### The task:
Can you copy out every line from the first one through the line containing "x=207, y=151", inclusive, keeping the requests but multiplying each answer coordinate by 2.25 and rounding it to a whole number, with halves rounded up? Leave the numbers in the requests unchanged, and omit the pictures.

(Point labeling dataset excerpts)
####

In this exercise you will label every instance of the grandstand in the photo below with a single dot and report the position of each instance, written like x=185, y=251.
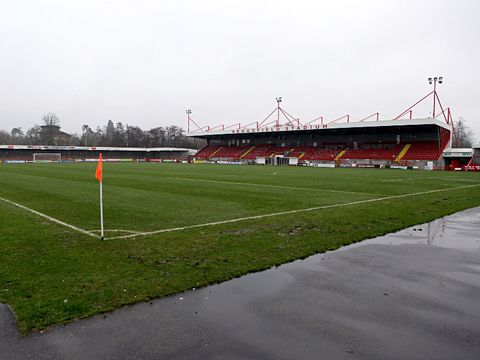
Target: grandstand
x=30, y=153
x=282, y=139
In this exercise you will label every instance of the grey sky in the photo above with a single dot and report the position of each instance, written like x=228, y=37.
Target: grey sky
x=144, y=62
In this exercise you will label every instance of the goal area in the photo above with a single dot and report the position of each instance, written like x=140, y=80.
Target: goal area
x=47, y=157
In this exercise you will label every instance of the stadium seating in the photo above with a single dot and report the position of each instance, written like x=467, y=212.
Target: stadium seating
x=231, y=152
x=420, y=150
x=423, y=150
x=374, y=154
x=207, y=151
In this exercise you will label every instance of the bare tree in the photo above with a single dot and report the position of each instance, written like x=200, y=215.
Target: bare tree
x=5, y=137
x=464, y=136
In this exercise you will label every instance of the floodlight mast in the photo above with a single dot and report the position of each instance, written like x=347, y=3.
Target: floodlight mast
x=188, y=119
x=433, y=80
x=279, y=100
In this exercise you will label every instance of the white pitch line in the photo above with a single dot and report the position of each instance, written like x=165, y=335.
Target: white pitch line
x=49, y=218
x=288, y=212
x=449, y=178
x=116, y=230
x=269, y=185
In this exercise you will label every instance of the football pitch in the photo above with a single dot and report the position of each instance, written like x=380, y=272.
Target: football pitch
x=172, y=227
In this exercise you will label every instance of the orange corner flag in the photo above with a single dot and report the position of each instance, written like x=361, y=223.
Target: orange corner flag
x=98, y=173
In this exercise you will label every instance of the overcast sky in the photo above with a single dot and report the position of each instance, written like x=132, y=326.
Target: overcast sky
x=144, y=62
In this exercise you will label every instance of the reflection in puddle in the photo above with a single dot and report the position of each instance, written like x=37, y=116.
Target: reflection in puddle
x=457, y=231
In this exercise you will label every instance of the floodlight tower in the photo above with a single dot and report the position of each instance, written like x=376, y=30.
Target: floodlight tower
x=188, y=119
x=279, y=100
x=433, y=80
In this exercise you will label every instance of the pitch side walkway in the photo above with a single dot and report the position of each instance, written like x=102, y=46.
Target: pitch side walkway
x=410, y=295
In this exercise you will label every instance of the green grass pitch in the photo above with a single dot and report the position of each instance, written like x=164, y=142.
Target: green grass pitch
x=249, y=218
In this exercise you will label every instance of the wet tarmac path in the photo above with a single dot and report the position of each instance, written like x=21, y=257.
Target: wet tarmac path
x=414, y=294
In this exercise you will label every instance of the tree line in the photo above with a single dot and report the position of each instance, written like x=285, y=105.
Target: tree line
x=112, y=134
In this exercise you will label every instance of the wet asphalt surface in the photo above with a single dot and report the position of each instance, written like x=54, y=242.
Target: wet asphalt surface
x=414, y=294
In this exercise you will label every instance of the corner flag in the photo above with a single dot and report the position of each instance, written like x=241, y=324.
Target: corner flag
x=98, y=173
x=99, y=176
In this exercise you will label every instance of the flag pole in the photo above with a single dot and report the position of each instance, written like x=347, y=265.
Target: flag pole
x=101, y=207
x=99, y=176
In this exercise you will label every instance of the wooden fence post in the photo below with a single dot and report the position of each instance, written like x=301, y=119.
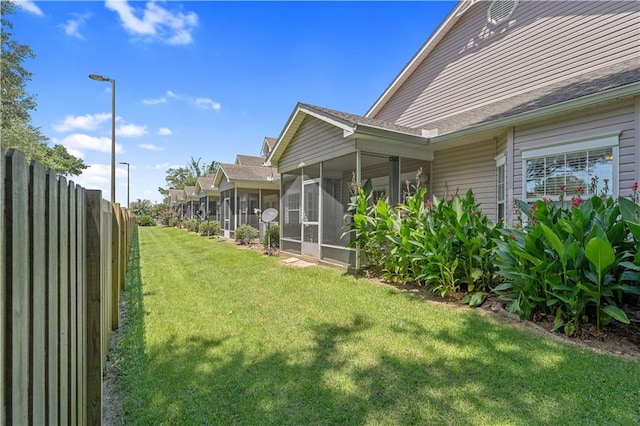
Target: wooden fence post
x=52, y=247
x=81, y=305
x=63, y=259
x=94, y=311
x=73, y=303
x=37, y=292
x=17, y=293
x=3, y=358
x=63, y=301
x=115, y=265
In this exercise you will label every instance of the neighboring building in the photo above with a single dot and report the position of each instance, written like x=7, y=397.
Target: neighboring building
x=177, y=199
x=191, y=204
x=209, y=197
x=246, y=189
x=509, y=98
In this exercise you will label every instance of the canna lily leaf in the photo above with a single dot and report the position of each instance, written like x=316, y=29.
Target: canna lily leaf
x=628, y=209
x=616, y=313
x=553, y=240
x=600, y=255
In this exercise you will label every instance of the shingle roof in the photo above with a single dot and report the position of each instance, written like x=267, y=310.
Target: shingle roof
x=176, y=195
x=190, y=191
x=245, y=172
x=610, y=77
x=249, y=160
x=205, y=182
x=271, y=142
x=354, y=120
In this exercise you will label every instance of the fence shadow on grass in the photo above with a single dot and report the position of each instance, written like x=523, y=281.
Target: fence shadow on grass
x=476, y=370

####

### Written answer:
In this exercise you will label every instance of the grandstand in the photo below with a single dot and report the position of each instance, written like x=185, y=251.
Target: grandstand
x=68, y=344
x=635, y=313
In this exercise you will label every instance of the grey sky in the photo above with a single dot and report the position of each instance, written like x=228, y=37.
Target: grey sky
x=324, y=140
In this exercise you will label every instance of the goal area in the photo above with a single dot and report the position of each instance, written like x=140, y=80.
Target: goal area
x=106, y=353
In this exercise you will label every instance of the stadium seating in the photo above with a single dot and report the position of each instance, written like x=467, y=212.
Target: stadium seating
x=520, y=342
x=945, y=338
x=952, y=338
x=842, y=347
x=466, y=340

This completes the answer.